===== Listing
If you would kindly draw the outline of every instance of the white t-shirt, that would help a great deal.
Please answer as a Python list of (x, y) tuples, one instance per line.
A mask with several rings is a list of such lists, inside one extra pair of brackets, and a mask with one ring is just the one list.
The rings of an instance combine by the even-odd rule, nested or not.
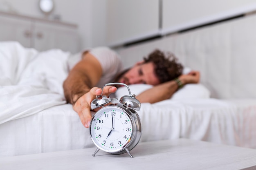
[[(94, 56), (101, 66), (102, 76), (96, 86), (102, 88), (109, 83), (117, 74), (123, 70), (123, 65), (120, 56), (114, 51), (107, 47), (97, 47), (88, 50)], [(81, 53), (72, 56), (68, 61), (70, 70), (82, 59)]]

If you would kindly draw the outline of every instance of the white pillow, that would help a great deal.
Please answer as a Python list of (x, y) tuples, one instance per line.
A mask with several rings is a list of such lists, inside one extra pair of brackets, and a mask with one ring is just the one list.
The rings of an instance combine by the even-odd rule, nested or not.
[(204, 99), (210, 97), (211, 92), (202, 84), (187, 84), (174, 93), (172, 100), (185, 99)]
[[(137, 96), (143, 91), (152, 88), (153, 86), (149, 84), (136, 84), (128, 86), (132, 95)], [(173, 94), (171, 97), (172, 100), (185, 99), (207, 98), (210, 97), (210, 91), (202, 84), (188, 84)], [(126, 87), (117, 88), (115, 95), (119, 100), (125, 95), (129, 95)]]

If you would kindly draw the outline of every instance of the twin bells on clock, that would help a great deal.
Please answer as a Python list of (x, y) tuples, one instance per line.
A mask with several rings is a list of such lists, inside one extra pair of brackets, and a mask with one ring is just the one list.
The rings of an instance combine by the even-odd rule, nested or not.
==========
**Given exercise**: Rewrite the stretch from the line that contains "pillow, that would help a great deal." through the end of the material, changing "outline" to "contour" and keeping all else the same.

**Correct response**:
If you would kindly draw the contour of every instance of the white pillow, that would help a great deal.
Please answer as a Python list of (x, y) tuples, one instance per line.
A mask with several rings is a list of such lists, inside one extra pair of brackets, and a mask with one ring is just the one list.
The rings of an instance combine by the even-odd rule, nested or not.
[(204, 99), (210, 97), (211, 92), (202, 84), (187, 84), (174, 93), (172, 100), (185, 99)]
[[(137, 96), (143, 91), (152, 88), (153, 86), (149, 84), (136, 84), (128, 86), (132, 95)], [(173, 94), (171, 97), (172, 100), (185, 99), (207, 98), (210, 97), (210, 91), (202, 84), (188, 84)], [(126, 87), (117, 88), (115, 95), (119, 100), (125, 95), (129, 95)]]

If you would kindly draw the contour of every instance of the twin bells on clock, that would help a great deal.
Please answer as a Python list of (x, y) tuples, one instance per line.
A mask with several rings is a list of such lists, inside one extra pair of brackets, and a mask with one ring is just the one list.
The rings of an instance combine by the even-odd rule, nested or not.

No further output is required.